The problem —
Rewrite all the entries below as a numbered list, dropping any blank lines.

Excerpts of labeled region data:

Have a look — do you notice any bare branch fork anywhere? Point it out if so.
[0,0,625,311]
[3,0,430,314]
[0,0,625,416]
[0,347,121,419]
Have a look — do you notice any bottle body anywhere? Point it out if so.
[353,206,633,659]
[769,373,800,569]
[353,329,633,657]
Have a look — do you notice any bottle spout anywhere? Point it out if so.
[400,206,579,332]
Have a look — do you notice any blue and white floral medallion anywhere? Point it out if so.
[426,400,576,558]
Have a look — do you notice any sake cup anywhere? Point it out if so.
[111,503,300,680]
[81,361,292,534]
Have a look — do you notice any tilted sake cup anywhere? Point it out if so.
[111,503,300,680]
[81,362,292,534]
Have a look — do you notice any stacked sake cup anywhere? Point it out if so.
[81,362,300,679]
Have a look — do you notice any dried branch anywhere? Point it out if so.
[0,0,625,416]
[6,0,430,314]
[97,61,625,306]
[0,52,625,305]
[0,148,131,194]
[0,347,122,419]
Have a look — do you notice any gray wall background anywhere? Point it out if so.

Reply —
1. Have a look — do you notice any bare branch fork anywhere? Point it out if so.
2. [0,0,625,311]
3. [3,0,430,314]
4. [0,0,625,416]
5. [0,347,121,419]
6. Have a look — do you notice any bottle body anywhere? Point it out if so.
7. [353,206,633,659]
8. [769,373,800,569]
9. [353,329,633,657]
10. Have a look — do you notice any bottle spout anywhere? Point it out if so.
11. [400,206,579,332]
12. Have a look — do you notice any blue and white floral medallion anywhere? Point it out if so.
13. [426,400,576,558]
14. Have a look — do you notice any sake cup anywhere? Point it out if so.
15. [111,503,300,680]
16. [81,361,292,534]
17. Have a look — do you notice any tilted sake cup anywhere? Point it out if so.
18. [111,503,300,680]
19. [81,362,292,534]
20. Have a look — do you notice any stacked sake cup anywhere? Point it out if so.
21. [81,362,300,679]
22. Have a look — do you notice any dried branch anywhere? Point it out if so.
23. [0,0,625,416]
24. [6,0,430,314]
25. [97,61,625,306]
26. [0,52,625,305]
27. [0,148,131,194]
28. [0,347,122,419]
29. Have a look — do you notice any gray wall background anywhere? Point it out if so.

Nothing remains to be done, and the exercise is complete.